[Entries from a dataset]
________________________

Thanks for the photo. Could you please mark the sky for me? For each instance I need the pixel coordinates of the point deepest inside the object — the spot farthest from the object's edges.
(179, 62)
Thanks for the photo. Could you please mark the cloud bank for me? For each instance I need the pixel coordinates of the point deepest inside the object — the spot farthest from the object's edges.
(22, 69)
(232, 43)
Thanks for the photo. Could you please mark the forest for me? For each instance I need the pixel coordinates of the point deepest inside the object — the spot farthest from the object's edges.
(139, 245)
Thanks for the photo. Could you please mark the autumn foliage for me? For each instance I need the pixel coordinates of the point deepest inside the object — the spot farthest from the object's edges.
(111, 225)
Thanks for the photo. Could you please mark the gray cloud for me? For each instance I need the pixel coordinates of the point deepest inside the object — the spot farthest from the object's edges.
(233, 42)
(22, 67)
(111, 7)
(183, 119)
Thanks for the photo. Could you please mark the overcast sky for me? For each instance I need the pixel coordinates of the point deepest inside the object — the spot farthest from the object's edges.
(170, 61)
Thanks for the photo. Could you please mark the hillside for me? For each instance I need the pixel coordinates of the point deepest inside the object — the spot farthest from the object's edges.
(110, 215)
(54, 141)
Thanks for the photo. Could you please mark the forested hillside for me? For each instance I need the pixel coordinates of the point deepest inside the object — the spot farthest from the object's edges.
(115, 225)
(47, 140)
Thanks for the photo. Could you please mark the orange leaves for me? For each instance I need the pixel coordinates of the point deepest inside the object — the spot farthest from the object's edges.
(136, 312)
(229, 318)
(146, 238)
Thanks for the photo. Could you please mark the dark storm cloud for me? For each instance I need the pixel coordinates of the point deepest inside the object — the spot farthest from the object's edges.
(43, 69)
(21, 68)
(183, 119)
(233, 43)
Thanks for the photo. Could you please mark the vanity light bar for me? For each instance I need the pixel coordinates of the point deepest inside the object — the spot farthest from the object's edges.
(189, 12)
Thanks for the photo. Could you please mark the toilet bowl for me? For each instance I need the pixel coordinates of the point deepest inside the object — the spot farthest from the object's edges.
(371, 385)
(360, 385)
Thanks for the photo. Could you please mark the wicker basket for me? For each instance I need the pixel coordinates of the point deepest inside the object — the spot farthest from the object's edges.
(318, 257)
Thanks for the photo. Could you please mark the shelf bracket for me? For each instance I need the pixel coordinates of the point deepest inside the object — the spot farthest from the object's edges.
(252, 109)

________________________

Recast the records above as a two-column CSV with the headers record_text and answer, giving one row per record. Put the record's text and its answer each in its own quoted field, and turn any line breaks into spaces.

**Correct answer:**
record_text,answer
"Thanks for the photo. Could you please mark the sky for me? For each instance I need the pixel coordinates of the point deepest inside the object — the spot farthest from the object's edges.","(179, 62)"
"Thanks for the photo. Could you please mark the cloud bank for me? For each instance I need the pixel coordinates of the point deepest inside the object — the spot farthest from the object's edges.","(22, 69) (232, 43)"
"Thanks for the photo. Could you please mark the forest for me? For each instance I need the pixel coordinates of the point deepest inside the object — the spot farthest from the object's edges.","(139, 245)"
"Thanks for the photo. Could you please mark the autumn foliage for me? For each instance I need the pixel coordinates of the point deepest inside the object — the spot farthest from the object's edges.","(111, 225)"
"Thanks for the photo. Could you please mark the gray cloud for me? For each instance I need the pixel coordinates of the point deepest inside the object — the spot farthest from the object's edges.","(233, 42) (22, 67) (111, 7) (183, 119)"
"Thanks for the photo. Could you please mark the overcast sky for me? For each instance I need the pixel coordinates of the point deepest inside the object — the spot farthest from the object's edges.","(170, 61)"
"Thanks for the photo. Could you please mark the hillside for me? For each instance I need the pixel coordinates of the point deepest inside the object — the spot farthest from the object's edges.","(110, 215) (54, 141)"
"Thanks for the photo. Could you please mark the forested hillside for me? For each instance I need the pixel coordinates of the point deepest inside the object — the spot farthest from the object's edges.","(115, 225) (47, 140)"
"Thanks for the photo. Could you please mark the orange leaves for me? For each instance I need the pixel coordinates of the point deepest inside the object — the spot farthest from the object's edges.","(136, 312) (229, 318) (146, 238)"
"Thanks for the photo. Could you please mark the dark storm cloud for me? For each instance I need the pixel coordinates of the point deepest inside the object — the spot farthest from the object's edges.","(43, 69) (21, 68) (183, 119) (233, 43)"
"Thanks for the photo. Could you please mark the vanity light bar for me? For each instance I need the pixel coordinates of the point deepest inside the object — the spot farthest from the object's edges.","(189, 12)"
"Thanks for the photo. Could you please mark the toilet bowl for me? For each instance I need the pixel coordinates of the point deepest inside the object — the spot farthest from the object's edges.","(371, 385) (360, 385)"
"Thanks for the photo. Could you please mark the wicker basket for me? For each instance I need the pixel coordinates of the point deepest inside the object — the spot farthest from the object's edges.","(318, 257)"
"Thanks for the photo. Could you please mark the shelf bracket for me? For each instance I need the pixel coordinates of the point deepest inside the object — the spot farthest from the object's edges.","(252, 109)"